Source

•••

How the PD Controller Works in the Code

1. Proportional Term (P):

   • P Term = Kp × Error

   • Drives the motor power proportionally to how far the actuator is from the target position.

2. Derivative Term (D):

   • D Term = Kd × (Error − Previous Error)

   • Predicts how quickly the error is changing to reduce overshoot and oscillation.

3. Power Calculation:

   • The motor power is determined as the sum of the proportional and derivative terms: Power = (Kp × Error) + (Kd × Derivative)

4. Feedback Update:

   • After each iteration, the current error is saved as previousError to calculate the derivative in the next loop.

Tune Kp​ and Kd​:

1. Tune Kp​ First:

   • Start with Kp​ only (set Kd=0).

   • Increase Kp​ until the system responds quickly but doesn’t oscillate excessively or overshoot significantly.

2. Add Kd​ for Damping:

   • Gradually increase Kd​ to reduce overshooting and oscillations.

   • Avoid setting Kd too high, as it can cause sluggish response or amplify noise.

3. Test and Refine:

   • Test the system under different conditions (e.g., various distances, loads).

   • Adjust Kp and Kd​ iteratively for optimal performance.

Implement Proportional-Integral-Derivative (PID) Controller

private void viperDrive(double maxSpeed, int inches, double timeoutS) {
    int targetPosition;
    double Kp = 0.1; // Proportional gain (tune this value)
    double Ki = 0.01; // Integral gain (tune this value)
    double Kd = 0.01; // Derivative gain (tune this value)

•••

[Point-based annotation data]
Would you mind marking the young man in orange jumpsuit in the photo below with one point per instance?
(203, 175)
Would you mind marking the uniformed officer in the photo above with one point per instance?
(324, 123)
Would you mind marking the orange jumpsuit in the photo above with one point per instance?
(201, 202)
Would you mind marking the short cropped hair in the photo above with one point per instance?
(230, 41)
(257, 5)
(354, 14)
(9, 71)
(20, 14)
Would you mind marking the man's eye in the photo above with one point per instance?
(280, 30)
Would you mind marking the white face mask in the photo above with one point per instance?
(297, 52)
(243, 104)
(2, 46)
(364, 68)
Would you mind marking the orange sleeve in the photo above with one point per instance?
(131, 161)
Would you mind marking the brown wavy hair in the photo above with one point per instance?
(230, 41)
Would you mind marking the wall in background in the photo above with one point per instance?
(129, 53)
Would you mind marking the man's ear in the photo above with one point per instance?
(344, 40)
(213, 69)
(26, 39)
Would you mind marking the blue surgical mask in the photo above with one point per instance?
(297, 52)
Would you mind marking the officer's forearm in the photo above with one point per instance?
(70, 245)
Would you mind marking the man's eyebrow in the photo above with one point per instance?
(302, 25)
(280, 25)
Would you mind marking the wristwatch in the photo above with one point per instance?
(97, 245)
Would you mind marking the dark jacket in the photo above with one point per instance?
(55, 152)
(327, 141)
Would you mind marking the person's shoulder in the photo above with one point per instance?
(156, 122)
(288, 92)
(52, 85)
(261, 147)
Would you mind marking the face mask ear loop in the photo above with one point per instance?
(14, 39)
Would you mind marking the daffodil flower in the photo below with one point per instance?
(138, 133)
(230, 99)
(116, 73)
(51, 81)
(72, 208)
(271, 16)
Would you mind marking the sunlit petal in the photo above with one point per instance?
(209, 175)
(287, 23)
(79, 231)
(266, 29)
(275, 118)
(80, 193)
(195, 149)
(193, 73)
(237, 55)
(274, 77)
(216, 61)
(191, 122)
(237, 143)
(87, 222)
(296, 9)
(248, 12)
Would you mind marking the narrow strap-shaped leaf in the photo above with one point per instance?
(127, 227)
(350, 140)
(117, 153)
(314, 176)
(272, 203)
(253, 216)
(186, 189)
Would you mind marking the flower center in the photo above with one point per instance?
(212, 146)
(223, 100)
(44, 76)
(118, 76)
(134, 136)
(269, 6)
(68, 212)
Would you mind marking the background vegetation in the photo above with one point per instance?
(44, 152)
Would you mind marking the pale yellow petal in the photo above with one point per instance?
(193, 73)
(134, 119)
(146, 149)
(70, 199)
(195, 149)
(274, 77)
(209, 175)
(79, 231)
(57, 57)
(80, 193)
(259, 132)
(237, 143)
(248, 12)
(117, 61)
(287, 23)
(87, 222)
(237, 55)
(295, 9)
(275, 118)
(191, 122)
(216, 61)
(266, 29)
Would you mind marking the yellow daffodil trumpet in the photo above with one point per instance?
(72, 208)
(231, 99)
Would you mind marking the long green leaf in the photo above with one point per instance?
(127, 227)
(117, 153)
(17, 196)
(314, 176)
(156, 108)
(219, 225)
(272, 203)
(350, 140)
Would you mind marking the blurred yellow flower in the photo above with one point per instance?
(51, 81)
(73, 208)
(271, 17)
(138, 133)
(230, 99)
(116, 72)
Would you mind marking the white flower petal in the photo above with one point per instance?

•••

Written problem 1
Can you reproduce the PD controller guide starting with "private void viperDrive(double" and going on through "Integral gain (tune this value)", switching "targetPosition" to "goalPosition"?
Written problem 2
In the PD controller guide:
(a) What should Kd be set to while Kp is tuned first?
(b) What value does the code assign to Kp?
(c) What is saved as previousError after each iteration?
The records stand apart from the PD controller guide.

Task output 1
private void viperDrive(double maxSpeed, int inches, double timeoutS) {
    int goalPosition;
    double Kp = 0.1; // Proportional gain (tune this value)
    double Ki = 0.01; // Integral gain (tune this value)

Task output 2
(a) 0
(b) 0.1
(c) The current error